* Start Given data *
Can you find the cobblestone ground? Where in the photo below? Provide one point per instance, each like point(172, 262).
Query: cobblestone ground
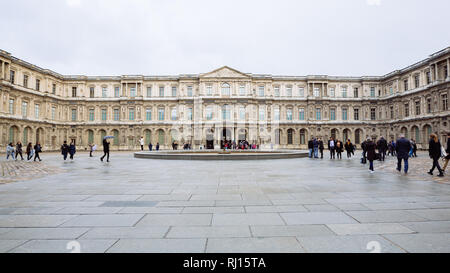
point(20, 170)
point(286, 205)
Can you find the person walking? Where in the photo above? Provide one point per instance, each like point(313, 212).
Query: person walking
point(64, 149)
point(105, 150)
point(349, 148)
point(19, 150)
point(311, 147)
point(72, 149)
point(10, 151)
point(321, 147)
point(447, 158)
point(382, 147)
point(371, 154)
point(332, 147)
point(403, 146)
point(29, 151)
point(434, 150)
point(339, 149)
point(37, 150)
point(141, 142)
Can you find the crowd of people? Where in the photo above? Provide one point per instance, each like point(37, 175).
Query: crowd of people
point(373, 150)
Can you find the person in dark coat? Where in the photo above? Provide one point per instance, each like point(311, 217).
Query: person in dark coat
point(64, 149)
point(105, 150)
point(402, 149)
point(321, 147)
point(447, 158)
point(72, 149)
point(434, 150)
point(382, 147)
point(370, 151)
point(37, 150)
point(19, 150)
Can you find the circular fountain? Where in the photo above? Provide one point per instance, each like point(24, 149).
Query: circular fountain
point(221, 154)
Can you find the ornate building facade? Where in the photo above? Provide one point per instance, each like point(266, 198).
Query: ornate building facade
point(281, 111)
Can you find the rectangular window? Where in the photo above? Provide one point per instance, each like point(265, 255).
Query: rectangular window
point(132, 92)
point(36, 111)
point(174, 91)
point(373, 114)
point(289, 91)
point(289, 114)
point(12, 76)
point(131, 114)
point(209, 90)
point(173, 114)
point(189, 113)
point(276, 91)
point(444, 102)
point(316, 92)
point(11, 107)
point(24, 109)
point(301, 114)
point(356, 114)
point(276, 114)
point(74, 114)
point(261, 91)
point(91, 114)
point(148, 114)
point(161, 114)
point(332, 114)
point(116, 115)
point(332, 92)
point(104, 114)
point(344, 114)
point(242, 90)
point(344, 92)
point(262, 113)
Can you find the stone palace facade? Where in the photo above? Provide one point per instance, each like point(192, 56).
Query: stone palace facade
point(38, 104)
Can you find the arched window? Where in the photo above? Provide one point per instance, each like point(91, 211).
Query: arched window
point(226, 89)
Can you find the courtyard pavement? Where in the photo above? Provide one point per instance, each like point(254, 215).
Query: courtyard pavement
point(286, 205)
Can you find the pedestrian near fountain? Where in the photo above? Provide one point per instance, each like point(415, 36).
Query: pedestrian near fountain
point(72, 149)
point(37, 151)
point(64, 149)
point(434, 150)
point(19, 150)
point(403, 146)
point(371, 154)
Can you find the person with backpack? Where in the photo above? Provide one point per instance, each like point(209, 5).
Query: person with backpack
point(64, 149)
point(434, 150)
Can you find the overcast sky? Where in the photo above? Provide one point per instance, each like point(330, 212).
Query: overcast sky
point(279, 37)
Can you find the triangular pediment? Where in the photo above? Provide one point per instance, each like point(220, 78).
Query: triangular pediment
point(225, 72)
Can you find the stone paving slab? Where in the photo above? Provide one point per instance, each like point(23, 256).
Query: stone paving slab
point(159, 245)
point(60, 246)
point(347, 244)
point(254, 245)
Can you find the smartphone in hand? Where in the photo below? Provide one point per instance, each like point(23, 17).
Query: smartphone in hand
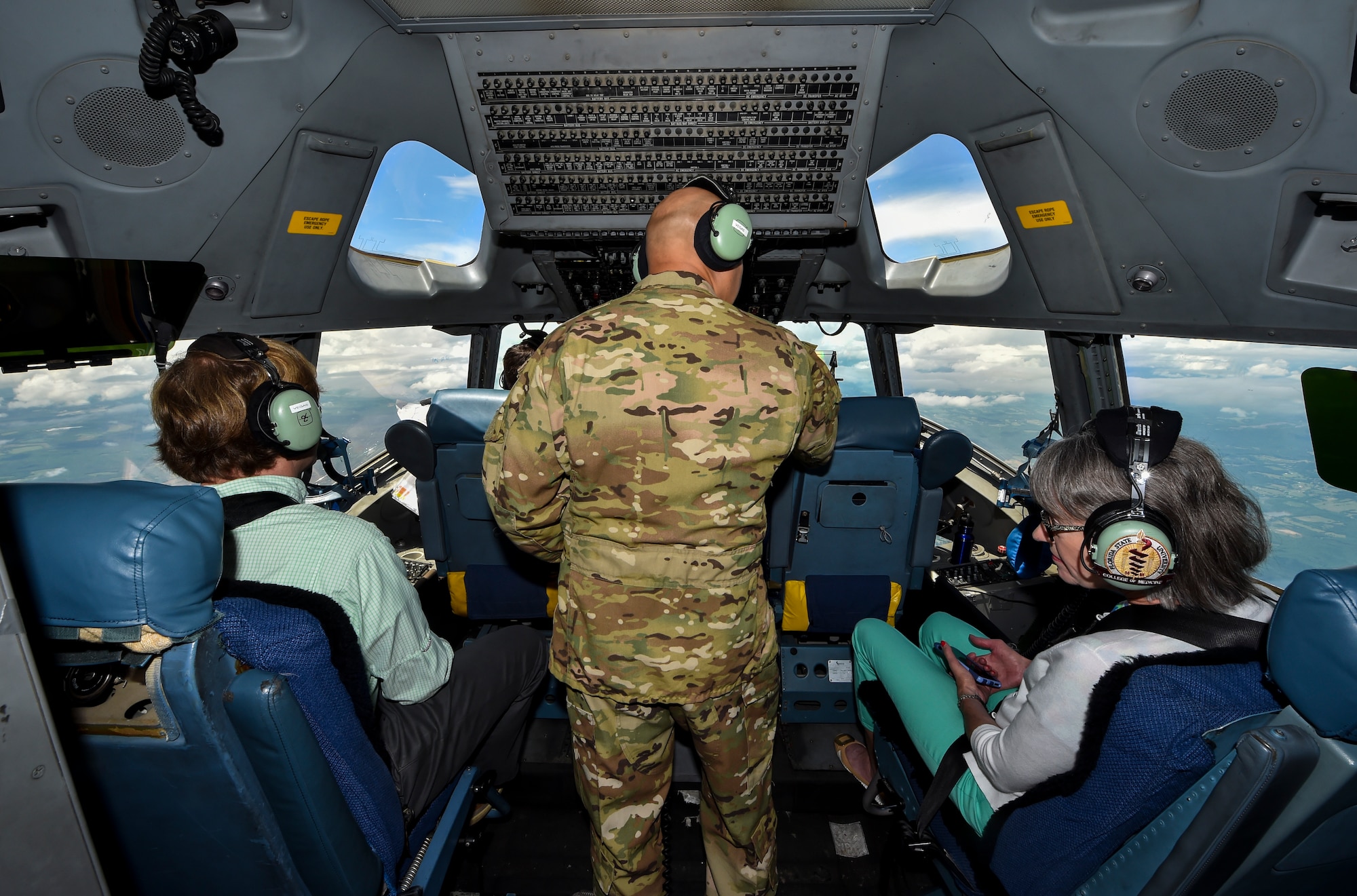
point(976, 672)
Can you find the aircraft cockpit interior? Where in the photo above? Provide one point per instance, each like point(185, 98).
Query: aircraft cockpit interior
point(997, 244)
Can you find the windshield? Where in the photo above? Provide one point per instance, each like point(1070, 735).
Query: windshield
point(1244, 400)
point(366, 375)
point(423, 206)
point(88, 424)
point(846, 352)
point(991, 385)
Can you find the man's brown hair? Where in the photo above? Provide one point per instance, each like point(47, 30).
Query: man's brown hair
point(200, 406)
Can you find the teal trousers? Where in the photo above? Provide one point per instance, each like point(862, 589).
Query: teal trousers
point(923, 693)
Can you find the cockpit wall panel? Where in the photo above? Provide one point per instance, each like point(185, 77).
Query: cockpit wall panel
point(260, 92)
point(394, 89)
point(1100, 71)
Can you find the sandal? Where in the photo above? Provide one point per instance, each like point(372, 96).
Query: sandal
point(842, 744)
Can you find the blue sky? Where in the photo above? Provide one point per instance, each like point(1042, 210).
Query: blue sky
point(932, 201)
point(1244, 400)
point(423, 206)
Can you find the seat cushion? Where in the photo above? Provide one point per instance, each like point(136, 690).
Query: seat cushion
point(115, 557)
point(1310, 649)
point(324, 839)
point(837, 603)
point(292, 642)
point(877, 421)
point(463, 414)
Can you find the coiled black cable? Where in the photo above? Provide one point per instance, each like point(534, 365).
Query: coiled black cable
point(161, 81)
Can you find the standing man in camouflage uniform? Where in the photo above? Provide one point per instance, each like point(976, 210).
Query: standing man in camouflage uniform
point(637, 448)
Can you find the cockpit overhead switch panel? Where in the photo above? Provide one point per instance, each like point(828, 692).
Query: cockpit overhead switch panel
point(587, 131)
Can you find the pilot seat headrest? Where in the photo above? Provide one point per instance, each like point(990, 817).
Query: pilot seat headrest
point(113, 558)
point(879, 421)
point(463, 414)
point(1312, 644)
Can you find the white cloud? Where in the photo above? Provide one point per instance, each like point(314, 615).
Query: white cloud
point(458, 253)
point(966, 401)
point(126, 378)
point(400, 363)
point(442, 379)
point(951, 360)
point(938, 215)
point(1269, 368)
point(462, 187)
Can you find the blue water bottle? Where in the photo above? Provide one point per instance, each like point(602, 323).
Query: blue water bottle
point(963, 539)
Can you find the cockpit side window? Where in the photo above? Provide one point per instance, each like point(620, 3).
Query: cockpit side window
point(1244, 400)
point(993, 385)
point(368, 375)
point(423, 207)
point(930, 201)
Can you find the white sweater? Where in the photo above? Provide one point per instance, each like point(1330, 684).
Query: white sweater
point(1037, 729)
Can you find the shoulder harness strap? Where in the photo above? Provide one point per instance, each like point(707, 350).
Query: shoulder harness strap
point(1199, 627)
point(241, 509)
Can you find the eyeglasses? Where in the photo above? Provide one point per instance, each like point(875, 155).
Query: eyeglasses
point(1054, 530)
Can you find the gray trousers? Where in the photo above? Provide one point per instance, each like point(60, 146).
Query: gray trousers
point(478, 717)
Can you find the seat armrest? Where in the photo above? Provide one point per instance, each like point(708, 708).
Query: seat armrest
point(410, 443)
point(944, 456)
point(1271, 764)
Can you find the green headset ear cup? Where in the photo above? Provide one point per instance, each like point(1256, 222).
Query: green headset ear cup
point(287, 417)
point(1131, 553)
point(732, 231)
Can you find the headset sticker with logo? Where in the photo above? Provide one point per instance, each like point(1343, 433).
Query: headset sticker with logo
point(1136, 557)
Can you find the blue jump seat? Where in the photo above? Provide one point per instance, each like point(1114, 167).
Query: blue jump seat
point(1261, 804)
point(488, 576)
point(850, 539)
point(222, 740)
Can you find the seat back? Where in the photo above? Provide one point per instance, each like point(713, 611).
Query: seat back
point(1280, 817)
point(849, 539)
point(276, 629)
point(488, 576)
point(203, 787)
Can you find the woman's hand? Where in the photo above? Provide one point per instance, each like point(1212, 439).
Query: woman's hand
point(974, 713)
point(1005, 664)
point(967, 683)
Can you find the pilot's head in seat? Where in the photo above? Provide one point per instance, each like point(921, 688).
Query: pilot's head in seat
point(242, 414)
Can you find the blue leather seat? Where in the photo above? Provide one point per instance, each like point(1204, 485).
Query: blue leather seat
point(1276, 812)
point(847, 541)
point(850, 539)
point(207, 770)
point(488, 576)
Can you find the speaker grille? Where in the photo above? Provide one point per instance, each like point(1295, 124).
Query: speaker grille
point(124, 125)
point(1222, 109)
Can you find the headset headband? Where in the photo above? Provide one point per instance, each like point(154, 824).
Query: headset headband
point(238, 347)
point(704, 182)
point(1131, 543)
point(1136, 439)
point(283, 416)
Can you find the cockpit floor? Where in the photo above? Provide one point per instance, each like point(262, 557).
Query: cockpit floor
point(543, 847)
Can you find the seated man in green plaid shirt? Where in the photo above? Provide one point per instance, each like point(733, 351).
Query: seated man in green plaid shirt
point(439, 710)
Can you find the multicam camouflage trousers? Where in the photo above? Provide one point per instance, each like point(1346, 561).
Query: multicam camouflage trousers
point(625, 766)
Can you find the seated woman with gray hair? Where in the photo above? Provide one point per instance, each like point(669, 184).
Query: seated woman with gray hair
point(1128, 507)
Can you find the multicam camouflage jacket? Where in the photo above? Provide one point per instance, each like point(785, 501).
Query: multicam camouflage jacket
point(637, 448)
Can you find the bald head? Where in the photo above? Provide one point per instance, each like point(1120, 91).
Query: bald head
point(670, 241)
* End Given data *
* Start Given data *
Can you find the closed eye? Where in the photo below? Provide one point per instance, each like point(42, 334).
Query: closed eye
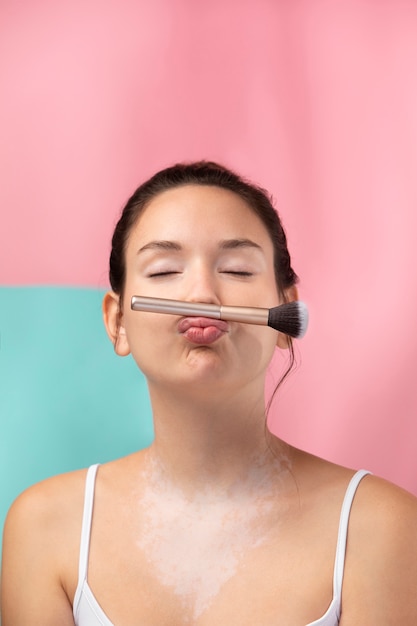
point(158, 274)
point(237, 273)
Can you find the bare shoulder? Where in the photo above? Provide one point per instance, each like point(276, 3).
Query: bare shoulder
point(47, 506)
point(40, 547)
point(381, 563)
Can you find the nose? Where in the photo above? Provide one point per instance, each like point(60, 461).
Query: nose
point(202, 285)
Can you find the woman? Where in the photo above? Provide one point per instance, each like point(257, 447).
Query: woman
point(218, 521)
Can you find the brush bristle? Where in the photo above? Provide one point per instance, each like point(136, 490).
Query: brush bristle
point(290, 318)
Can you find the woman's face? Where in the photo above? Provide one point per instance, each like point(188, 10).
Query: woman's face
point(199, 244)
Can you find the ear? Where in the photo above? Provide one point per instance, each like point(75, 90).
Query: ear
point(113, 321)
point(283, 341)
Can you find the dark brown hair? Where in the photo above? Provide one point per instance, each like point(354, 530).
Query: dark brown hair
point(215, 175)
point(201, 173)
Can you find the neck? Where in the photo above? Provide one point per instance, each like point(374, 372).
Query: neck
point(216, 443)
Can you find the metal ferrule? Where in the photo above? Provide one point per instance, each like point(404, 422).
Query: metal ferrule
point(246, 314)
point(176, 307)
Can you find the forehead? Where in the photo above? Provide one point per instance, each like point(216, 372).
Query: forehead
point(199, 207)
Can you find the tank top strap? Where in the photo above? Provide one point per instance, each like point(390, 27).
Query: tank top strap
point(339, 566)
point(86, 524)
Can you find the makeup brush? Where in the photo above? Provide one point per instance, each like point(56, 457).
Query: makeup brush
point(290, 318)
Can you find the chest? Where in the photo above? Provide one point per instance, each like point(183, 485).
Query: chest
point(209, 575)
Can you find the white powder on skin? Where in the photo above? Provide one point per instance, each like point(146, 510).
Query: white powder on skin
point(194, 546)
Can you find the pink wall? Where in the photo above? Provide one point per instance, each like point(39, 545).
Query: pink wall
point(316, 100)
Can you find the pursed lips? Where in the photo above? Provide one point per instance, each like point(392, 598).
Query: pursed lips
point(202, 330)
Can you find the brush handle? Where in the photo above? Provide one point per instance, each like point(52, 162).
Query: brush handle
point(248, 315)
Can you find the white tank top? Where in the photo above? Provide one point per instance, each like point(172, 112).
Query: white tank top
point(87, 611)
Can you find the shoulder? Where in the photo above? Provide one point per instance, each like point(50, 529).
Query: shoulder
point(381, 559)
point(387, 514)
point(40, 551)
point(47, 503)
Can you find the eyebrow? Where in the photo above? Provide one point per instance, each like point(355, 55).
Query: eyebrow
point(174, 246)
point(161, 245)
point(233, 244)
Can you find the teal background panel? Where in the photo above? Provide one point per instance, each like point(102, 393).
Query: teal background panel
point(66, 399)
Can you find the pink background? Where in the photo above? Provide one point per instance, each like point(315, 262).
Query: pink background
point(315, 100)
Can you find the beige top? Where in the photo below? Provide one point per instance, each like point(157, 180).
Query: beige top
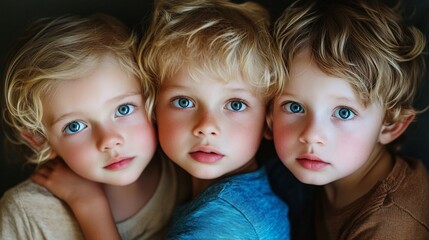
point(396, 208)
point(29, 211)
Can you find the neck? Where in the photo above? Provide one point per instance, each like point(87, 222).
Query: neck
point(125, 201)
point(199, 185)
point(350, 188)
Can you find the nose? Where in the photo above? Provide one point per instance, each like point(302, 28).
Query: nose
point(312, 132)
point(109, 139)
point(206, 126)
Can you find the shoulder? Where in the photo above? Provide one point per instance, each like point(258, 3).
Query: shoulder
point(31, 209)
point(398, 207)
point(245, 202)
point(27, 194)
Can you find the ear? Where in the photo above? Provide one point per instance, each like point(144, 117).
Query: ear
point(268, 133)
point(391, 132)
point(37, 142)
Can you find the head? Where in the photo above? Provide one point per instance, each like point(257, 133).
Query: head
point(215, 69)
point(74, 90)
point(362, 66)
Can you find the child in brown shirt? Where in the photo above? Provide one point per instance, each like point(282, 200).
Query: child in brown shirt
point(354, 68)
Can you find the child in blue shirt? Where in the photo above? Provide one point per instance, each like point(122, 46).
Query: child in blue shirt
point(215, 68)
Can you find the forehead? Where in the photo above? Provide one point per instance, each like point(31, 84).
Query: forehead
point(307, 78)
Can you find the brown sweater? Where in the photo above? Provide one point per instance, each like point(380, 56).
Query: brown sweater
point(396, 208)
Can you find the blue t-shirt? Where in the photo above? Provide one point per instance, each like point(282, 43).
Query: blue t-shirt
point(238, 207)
* End Given data *
* Start Given data *
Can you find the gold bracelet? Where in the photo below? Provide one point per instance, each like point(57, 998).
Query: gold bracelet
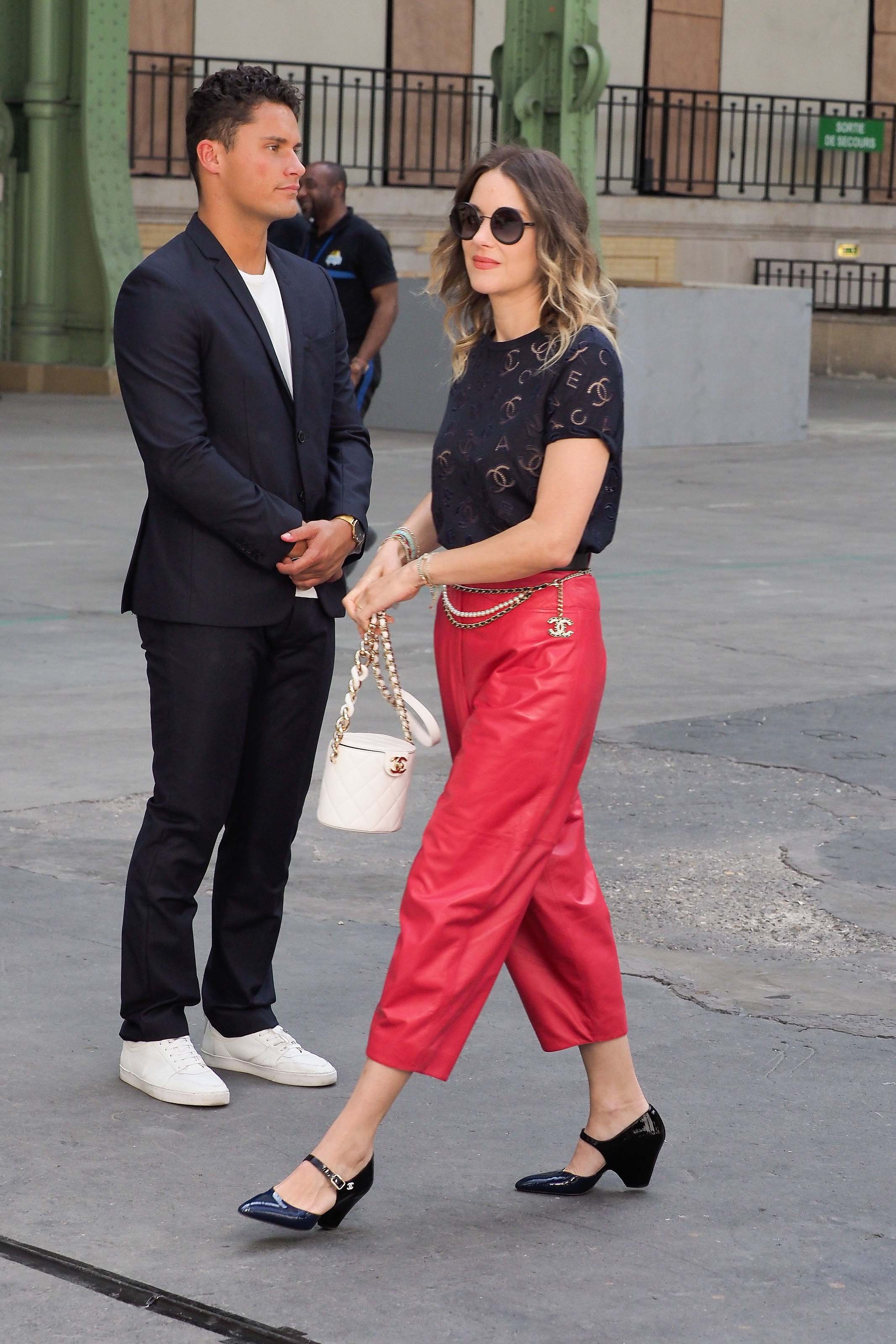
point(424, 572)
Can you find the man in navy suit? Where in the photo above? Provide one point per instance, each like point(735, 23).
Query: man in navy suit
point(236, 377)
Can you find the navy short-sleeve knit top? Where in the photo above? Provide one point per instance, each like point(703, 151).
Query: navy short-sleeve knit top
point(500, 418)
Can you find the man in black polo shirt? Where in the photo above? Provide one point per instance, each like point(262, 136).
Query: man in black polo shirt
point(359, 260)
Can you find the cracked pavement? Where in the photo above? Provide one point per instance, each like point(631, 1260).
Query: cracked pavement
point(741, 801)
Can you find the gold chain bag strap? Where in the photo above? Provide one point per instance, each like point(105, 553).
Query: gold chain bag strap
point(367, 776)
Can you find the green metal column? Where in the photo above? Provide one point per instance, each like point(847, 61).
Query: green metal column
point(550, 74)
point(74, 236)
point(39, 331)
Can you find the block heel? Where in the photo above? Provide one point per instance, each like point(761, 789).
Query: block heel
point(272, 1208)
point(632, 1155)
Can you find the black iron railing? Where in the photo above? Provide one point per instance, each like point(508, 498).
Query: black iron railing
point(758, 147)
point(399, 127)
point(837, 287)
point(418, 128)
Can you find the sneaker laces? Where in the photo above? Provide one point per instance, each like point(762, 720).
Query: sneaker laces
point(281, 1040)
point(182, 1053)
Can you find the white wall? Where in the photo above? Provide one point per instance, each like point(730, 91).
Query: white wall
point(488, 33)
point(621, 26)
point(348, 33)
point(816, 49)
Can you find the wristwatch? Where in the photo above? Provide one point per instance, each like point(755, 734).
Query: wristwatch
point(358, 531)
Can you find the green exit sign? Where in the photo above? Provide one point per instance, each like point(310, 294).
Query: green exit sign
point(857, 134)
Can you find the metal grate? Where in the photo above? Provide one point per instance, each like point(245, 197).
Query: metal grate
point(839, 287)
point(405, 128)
* End Given data *
> _Exercise brief_: Please write out the lines of the records word for word, from the line with "Can you find the cockpit overhead" up to and including the line with "point(587, 131)".

> _Task answer_:
Can you find the cockpit overhead switch panel? Where in the photo above? Provide one point per instance, each like point(828, 692).
Query: cockpit overhead switch panel
point(587, 131)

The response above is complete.